__TO DO__:
a: Using the article on software fundamentals in AI coding, explain in one to three sentences why the "specs to code" workflow sounds attractive.
b: Carry the article on software fundamentals in AI coding forward from its final sentence.

Software Fundamentals Matter More Than Ever in the Age of AI Coding

Introduction

AI coding tools have changed how software gets written. They can generate features, modify existing code, write tests, refactor modules, and explore a codebase at impressive speed.

But speed creates a new problem: bad code can now be produced faster than ever.

That is why software fundamentals matter more, not less. The developer’s job is no longer only to type every line of code. The developer’s job is to guide the system, shape the architecture, define the boundaries, preserve quality, and make sure the codebase stays easy to change.

This tutorial explains how to work with AI coding tools without letting your codebase collapse into unmaintainable complexity.

1. The Problem with “Specs to Code”

A common AI coding workflow looks like this:

1. Write a specification.
2. Ask AI to generate code.
3. If the app is wrong, update the specification.
4. Generate more code.
5. Repeat.

This sounds attractive because it suggests you no longer need to care about the code itself. The specification becomes the source of truth, and the generated code becomes disposable.

__DATA SUPPLIED__:

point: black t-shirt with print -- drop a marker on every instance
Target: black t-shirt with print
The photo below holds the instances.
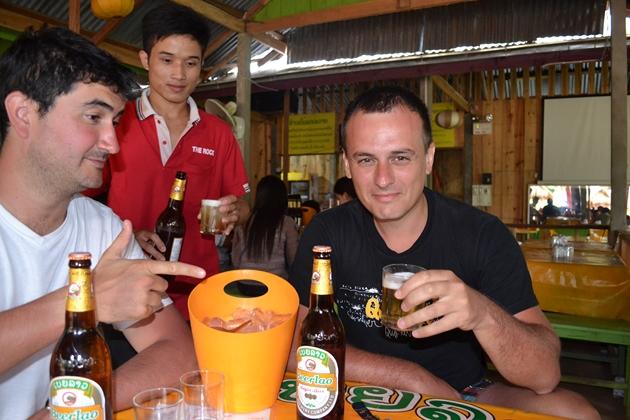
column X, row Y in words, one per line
column 475, row 245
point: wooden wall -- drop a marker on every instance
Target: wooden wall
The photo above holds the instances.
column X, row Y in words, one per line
column 512, row 153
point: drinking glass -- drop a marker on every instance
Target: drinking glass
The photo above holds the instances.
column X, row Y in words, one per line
column 203, row 394
column 394, row 276
column 159, row 404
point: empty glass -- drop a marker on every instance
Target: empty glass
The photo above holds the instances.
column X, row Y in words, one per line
column 203, row 395
column 159, row 404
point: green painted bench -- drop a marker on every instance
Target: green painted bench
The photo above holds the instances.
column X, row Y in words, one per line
column 609, row 331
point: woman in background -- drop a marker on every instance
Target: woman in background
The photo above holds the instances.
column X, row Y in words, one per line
column 269, row 239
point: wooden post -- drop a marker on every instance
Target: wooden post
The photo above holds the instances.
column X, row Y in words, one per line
column 426, row 94
column 468, row 157
column 243, row 96
column 286, row 110
column 74, row 15
column 618, row 134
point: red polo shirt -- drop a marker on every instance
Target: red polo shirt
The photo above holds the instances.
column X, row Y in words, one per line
column 140, row 184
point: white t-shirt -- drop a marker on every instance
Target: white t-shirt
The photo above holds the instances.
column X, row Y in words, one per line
column 32, row 266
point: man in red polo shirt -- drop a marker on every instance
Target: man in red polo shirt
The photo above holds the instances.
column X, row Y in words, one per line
column 163, row 132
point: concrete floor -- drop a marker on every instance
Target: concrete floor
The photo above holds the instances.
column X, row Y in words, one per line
column 609, row 404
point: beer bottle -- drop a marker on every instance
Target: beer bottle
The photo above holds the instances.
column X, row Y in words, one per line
column 322, row 350
column 170, row 226
column 80, row 366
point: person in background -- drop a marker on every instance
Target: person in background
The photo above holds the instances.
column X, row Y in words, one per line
column 344, row 190
column 163, row 132
column 550, row 210
column 269, row 239
column 484, row 304
column 61, row 99
column 309, row 209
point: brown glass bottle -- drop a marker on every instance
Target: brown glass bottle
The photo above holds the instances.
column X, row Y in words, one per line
column 80, row 366
column 322, row 351
column 170, row 225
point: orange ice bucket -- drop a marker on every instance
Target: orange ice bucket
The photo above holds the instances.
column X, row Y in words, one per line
column 253, row 363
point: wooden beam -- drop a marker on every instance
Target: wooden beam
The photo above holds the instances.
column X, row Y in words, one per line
column 19, row 21
column 244, row 96
column 215, row 14
column 233, row 23
column 346, row 12
column 457, row 97
column 223, row 63
column 256, row 7
column 217, row 42
column 618, row 121
column 273, row 43
column 74, row 15
column 271, row 55
column 110, row 25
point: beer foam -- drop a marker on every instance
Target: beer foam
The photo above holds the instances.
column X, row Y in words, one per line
column 395, row 280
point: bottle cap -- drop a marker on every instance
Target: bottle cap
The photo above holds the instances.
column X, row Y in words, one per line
column 322, row 248
column 212, row 203
column 80, row 256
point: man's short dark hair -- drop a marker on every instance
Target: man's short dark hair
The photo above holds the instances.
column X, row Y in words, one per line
column 46, row 64
column 345, row 185
column 174, row 19
column 384, row 99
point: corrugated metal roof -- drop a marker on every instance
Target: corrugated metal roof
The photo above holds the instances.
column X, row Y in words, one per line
column 129, row 31
column 464, row 24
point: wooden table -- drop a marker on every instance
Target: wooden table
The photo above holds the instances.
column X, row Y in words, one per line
column 388, row 404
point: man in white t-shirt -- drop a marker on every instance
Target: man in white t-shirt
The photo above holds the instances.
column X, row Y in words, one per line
column 61, row 98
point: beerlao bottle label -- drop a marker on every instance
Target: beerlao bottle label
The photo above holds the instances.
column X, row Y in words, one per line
column 317, row 382
column 177, row 191
column 321, row 280
column 74, row 397
column 80, row 291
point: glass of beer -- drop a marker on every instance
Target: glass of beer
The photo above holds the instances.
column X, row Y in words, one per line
column 211, row 219
column 394, row 275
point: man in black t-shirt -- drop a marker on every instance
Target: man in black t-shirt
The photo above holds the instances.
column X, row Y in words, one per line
column 476, row 274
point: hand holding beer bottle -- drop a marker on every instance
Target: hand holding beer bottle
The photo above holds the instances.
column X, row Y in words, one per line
column 129, row 289
column 170, row 225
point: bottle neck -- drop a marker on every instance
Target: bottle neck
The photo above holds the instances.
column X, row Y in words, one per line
column 175, row 204
column 80, row 305
column 321, row 284
column 80, row 320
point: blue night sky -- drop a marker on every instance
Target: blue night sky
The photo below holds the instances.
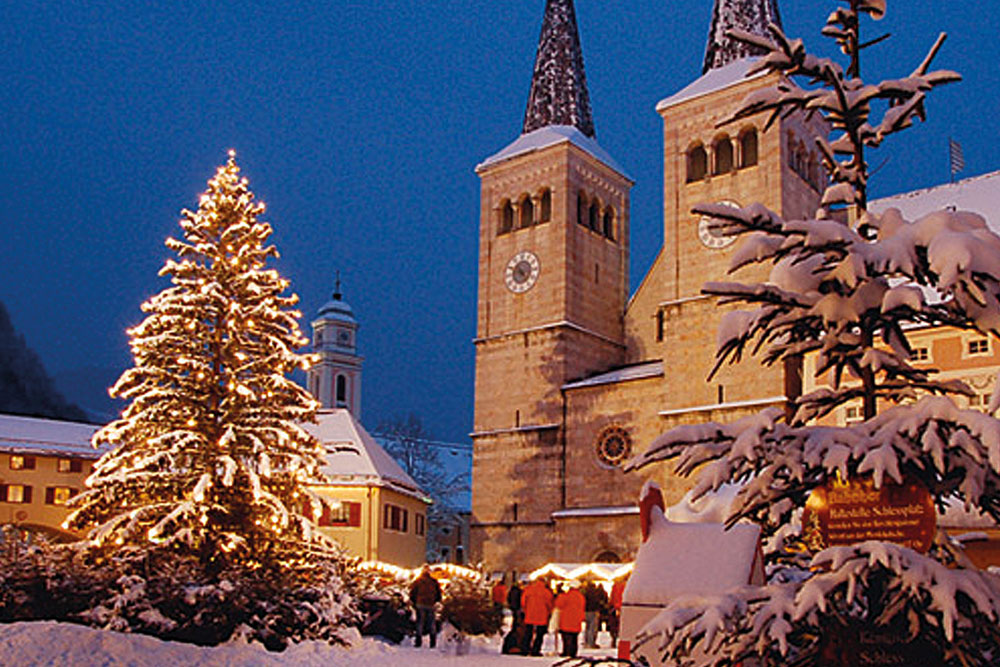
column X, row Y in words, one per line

__EXERCISE RESPONSES__:
a: The workflow sounds attractive because it suggests you no longer need to care about the code itself. The specification becomes the source of truth, and the generated code becomes disposable.

b:
In practice, this often fails.

Each generation may make the codebase slightly worse. The first result may be acceptable. The second result may be messier. After several rounds, the code can become difficult to understand, test, or modify.

The problem is simple:

Ignoring the code does not make code quality irrelevant.
It makes code quality invisible until it becomes expensive.

AI does not remove the need for software design. It makes software design more important because AI can create complexity very quickly.

2. Bad Code Is More Expensive Than Ever

There is a popular idea that “code is cheap” because AI can generate it quickly.

That is only half true.

Generating code is cheap. Maintaining bad code is expensive.

A bad codebase is one that is hard to change. If every modification creates bugs, breaks unrelated features, or requires digging through unclear dependencies, the codebase is expensive no matter how quickly it was produced.

A good codebase is easy to change.

That means:

• The design is understandable.
• The boundaries are clear.
• The modules are testable.
• The naming is consistent.
• The system can absorb new requirements without collapsing.

AI works much better in a good codebase. When the structure is clear, the model can navigate it, understand it, and make safer changes. When the structure is chaotic, the model is more likely to misunderstand the system and produce even more chaos.

3. Failure Mode 1: The AI Does Not Build What You Wanted

One of the most common AI coding failures is this:

You had a clear idea in your head.
The AI built something else.

This usually happens because you and the AI do not share the same design concept.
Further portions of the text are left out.